##### TEXT SEGMENT

What did @kmartfit actually say?
The claim is simple: you can "optimize your testosterone while keeping your fertility" on TRT. @kmartfit doesn't explain how. The video is essentially an ad for a clinic called Harley Med, framed as fertility advice. To his credit, he acknowledges that fertility loss is a real concern for men considering TRT. That part is accurate. But the suggestion that TRT itself preserves fertility is where things get complicated.
The video offers no mechanism, no caveats, and no acknowledgment that standard TRT, without adjunct therapy, almost universally suppresses sperm production. That omission isn't a minor detail. It's the whole story.
Does the science back this up?
Not in the way the video implies. Exogenous testosterone suppresses the hypothalamic-pituitary-gonadal axis. When your brain detects enough testosterone in the bloodstream, it stops signaling the testes to produce more, and it stops triggering sperm production along the way. This is well-established physiology.
A 2021 review by Crosnoe-Shipley et al. in Translational Andrology and Urology confirmed that exogenous testosterone is essentially a contraceptive. Sperm counts drop to near-zero in a significant percentage of men within months of starting TRT. The World Health Organization studied testosterone as a male contraceptive for exactly this reason.

##########

__PARTS OF THE EXERCISE__
1) Decide whether each statement below agrees with the TRT fertility text, answering yes or no and quoting the words of the text that settle it. (a) The video explains how TRT can keep fertility intact. (b) The World Health Organization looked into testosterone as a male contraceptive. (c) The 2021 review by Crosnoe-Shipley et al. appeared in the Journal of Urology.
2) Write what comes next in the TRT fertility text, picking up after its final sentence.

##### RECORD EXCERPTS

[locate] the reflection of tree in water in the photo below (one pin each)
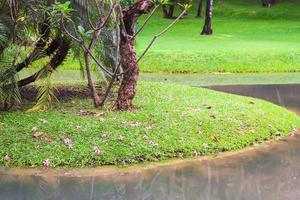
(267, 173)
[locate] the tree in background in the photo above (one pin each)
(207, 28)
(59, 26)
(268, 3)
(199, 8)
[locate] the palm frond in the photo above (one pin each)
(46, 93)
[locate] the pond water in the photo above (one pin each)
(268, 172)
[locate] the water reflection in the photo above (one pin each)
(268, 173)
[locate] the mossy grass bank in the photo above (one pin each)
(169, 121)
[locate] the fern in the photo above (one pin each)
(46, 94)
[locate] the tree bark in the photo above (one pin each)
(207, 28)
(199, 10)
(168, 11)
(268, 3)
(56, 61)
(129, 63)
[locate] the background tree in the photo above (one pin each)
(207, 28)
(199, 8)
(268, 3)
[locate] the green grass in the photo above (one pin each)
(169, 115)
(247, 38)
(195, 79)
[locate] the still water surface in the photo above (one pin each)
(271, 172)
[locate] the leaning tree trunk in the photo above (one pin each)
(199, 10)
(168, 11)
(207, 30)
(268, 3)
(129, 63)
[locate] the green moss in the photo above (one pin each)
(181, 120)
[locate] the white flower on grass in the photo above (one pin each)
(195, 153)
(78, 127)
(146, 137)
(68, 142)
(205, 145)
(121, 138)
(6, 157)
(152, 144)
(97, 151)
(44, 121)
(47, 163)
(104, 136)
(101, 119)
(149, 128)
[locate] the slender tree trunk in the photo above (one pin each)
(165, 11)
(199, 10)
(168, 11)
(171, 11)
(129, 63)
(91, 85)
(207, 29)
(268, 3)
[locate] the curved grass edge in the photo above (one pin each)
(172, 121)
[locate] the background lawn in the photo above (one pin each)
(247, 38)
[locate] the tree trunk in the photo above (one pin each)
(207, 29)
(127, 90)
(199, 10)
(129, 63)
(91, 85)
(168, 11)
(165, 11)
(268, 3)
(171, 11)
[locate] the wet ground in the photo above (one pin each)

##########

__TASK-BY-TASK RESULTS__
1)
(a) No: "@kmartfit doesn't explain how."
(b) Yes: "The World Health Organization studied testosterone as a male contraceptive for exactly this reason."
(c) No: "in Translational Andrology and Urology"

2)
There are legitimate strategies to preserve fertility on testosterone, specifically human chorionic gonadotropin (hCG), clomiphene citrate, or both. These work by mimicking LH or stimulating the pituitary to maintain intratesticular testosterone and sperm production. Ramasamy et al. (2015, Journal of Urology) found that hCG co-administration can maintain spermatogenesis in men on testosterone therapy. That is what @kmartfit should have mentioned. He didn't.
What did they get wrong (or right)?
He got the problem right: TRT does threaten fertility, and men should think about this before starting. That concern is valid and worth raising on a platform like TikTok where plenty of guys are considering TRT without understanding the tradeoffs.
What he got wrong is the framing. Saying a clinic helps men "keep their fertility" on TRT implies the clinic has a solution baked into the TRT protocol. Maybe they do offer hCG or clomiphene. But nothing in the video says that. Without that context, a 22-year-old watching this could conclude that TRT at the right clinic just, somehow, doesn't affect fertility. That is not true.
The video is also a thinly veiled referral ad. "Comment TRT and I'll send you the info" is a direct marketing funnel. That doesn't make the clinic bad, but it means viewers should apply extra skepticism to the fertility claims being used to sell it.
What should you actually know?
If preserving fertility matters to you, standard TRT is not your only option, and it may not be your best one. Here is what the evidence actually supports:
- hCG (human chorionic gonadotropin) can maintain intratesticular testosterone and spermatogenesis when added to a TRT protocol. It mimics LH and keeps the testes active.
- Clomiphene citrate (Clomid) stimulates endogenous testosterone production without shutting down the HPG axis, making it fertility-neutral in many cases. Katz et al. (2012, BJU International) showed meaningful testosterone increases with preserved sperm parameters.
- Sperm banking before starting TRT is a straightforward, low-cost safety net that almost no TRT content creators mention.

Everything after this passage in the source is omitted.